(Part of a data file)
———

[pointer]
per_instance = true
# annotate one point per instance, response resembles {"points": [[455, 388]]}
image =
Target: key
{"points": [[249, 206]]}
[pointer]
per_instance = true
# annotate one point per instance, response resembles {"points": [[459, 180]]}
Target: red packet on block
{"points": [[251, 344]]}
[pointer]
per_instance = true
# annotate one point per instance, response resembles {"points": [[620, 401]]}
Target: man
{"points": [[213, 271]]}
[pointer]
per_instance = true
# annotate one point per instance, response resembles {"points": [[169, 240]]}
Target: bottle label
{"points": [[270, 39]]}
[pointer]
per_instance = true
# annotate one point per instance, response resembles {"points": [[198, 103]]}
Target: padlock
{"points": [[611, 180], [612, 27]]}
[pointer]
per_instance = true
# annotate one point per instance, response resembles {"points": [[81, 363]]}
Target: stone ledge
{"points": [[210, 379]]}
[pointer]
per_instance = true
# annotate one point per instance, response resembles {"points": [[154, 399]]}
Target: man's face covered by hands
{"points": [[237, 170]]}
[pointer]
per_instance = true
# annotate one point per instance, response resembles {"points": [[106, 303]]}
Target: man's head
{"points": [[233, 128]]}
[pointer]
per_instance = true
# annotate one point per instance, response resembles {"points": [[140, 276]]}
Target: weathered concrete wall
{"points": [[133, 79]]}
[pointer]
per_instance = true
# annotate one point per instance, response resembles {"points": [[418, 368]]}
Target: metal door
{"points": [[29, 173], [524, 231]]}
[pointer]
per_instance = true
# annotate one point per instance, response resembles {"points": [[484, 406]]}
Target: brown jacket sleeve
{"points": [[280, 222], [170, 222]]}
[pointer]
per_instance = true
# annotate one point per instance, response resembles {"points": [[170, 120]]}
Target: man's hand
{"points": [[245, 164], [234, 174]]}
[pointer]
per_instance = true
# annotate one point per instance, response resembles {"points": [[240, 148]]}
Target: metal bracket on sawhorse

———

Do this
Repeat the records above in full, character for character.

Exercise solution
[pointer]
per_instance = true
# annotate one point per instance, response resembles {"points": [[455, 388]]}
image =
Target: key
{"points": [[249, 206]]}
[pointer]
per_instance = true
# annotate one point per instance, response resembles {"points": [[459, 180]]}
Target: red packet on block
{"points": [[251, 344]]}
[pointer]
per_instance = true
# annotate one point per instance, response resembles {"points": [[620, 401]]}
Target: man
{"points": [[213, 271]]}
[pointer]
per_instance = true
# annotate one point per instance, response resembles {"points": [[169, 240]]}
Target: bottle label
{"points": [[270, 39]]}
[pointer]
per_instance = true
# annotate one point per instance, response resembles {"points": [[198, 103]]}
Target: padlock
{"points": [[611, 180], [612, 27]]}
[pointer]
per_instance = true
# annotate one point per instance, response resembles {"points": [[81, 363]]}
Target: stone ledge
{"points": [[210, 379]]}
[pointer]
per_instance = true
# annotate one point per instance, response resembles {"points": [[154, 399]]}
Target: man's face covered by hands
{"points": [[237, 170]]}
[pointer]
per_instance = true
# annotate one point per instance, response resembles {"points": [[106, 303]]}
Target: man's head
{"points": [[233, 128]]}
[pointer]
per_instance = true
# annotate one point per instance, response resembles {"points": [[140, 276]]}
Target: weathered concrete wall
{"points": [[133, 79]]}
[pointer]
per_instance = true
# annotate one point per instance, response resembles {"points": [[418, 368]]}
Target: metal door
{"points": [[29, 173], [524, 231]]}
[pointer]
per_instance = true
# annotate one point per instance, response resembles {"points": [[484, 406]]}
Target: brown jacket sleeve
{"points": [[280, 222], [170, 222]]}
[pointer]
per_instance = true
# annotate one point per instance, response resembles {"points": [[170, 120]]}
Target: man's hand
{"points": [[245, 164], [234, 174]]}
[pointer]
per_instance = true
# annotate one point per instance, response resembles {"points": [[240, 148]]}
Target: metal bracket on sawhorse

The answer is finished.